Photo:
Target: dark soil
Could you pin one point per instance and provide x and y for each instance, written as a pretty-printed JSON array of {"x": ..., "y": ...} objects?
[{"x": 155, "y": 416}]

+ + +

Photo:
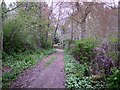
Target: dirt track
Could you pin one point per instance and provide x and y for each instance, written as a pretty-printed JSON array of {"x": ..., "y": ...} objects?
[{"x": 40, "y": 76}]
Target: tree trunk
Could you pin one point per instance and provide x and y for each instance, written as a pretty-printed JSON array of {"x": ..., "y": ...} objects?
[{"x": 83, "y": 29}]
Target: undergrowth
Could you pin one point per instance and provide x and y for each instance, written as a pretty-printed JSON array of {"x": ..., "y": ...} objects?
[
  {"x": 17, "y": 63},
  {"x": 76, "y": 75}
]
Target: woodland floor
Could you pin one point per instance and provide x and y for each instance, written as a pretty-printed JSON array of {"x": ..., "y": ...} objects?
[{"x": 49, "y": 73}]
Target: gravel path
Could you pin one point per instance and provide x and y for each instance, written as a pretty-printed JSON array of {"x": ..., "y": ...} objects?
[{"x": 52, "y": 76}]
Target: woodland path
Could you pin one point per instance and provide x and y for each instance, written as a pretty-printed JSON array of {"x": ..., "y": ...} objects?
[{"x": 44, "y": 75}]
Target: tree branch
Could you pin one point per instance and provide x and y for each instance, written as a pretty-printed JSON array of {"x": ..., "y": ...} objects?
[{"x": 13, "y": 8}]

+ + +

Within the records, how many lines include "path"? The answer is the number and nothing else.

2